BEGIN Excerpted passage
Wow – another 3 month (and 5 day) push on behalf of the CRA, with more to come when all of the corporate and trust tax returns have to be filed! So, were there any special changes or affects this year – yes indeed? I have exposure to tax returns from several other countries and it is interesting to compare the results (financially) between countries for the same personal and family situations.
I have come the conclusion that while the Canadian Tax System is clearly the most complex, cumbersome and frustrating for taxpayers to use and complete on their own, ours seems to offer the fairest outcome (i.e. lowest taxes) than either the US, Australia or the UK – good for us! On the flip side we kill way more trees – the average Canadian paper-filed return seems to require upwards of 20 pieces of paper, the US version requires 6 – federal and state, combined. This is not trying to say that more complex makes for lower taxes but the time and expertise needed is much lower.
So what did I see this year?
END Excerpted passage
BEGIN Extracted records
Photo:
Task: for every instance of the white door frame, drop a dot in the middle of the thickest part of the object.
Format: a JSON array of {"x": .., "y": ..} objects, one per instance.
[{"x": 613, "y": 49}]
END Extracted records
BEGIN Extracted records
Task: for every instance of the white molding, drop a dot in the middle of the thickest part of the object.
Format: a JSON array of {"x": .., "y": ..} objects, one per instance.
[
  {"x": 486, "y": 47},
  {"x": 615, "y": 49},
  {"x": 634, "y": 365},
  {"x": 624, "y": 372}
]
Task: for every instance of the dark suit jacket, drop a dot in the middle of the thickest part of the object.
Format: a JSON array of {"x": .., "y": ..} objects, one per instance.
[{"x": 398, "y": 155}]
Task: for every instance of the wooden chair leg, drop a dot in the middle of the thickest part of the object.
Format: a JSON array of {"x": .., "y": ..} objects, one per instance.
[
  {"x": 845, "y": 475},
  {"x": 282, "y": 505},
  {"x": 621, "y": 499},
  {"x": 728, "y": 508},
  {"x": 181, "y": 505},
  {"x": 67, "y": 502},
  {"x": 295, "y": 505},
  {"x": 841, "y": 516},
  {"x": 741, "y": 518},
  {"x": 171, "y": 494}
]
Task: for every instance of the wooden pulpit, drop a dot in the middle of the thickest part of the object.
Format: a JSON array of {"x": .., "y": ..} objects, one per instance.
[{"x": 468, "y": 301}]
END Extracted records
→ **Parts of the exercise**:
1 – Which countries does the tax season commentary compare Canada's tax system against?
2 – Write what comes next in the tax season commentary, starting after its last sentence.
The listing comes from a separate source.

→ **Answers for this exercise**:
1 – The US, Australia and the UK.

2 –
A) Medical expenses that people wanted claimed for the Medical Expense Tax Credit:
a. sorry, Aspirin, Tylenol, Ibuprofen, pain liniment, wrist and knee braces and elective dental and medical surgeries (to make us all bootiful (sic)) aren’t eligible expenses even if your doctor gives you a prescription for an over-the-counter drug – nope;
b. teeth whitening treatments (chemical or laser or both), aren’t eligible and neither are braces for purely cosmetic purposes, nor implants;
c. naturopathic “prescriptions” with no proven and accepted medical efficacy are likewise not claimable – the same applies to herbal remedies from various cultures;
d. healing lodges and residence therein, are not on the list and neither are alternative treatments such as chelation therapy or other type of experimental, non-approved approaches;
e. non-medically approved vitamins and potions, regardless of whether or not you have a prescription or who tells you to take or use them – no again;
f. the same applies for “misracle treatments” performed outside Canada – you can take them all you like, but Canadian Provincial and Territorial plans will not cover them, nor will your group plans and neither will they be permitted as eligible medical expenses; and
g. before you embark on such plans, check with your Provincial and group carriers, along with CRA so you know which costs are all yours!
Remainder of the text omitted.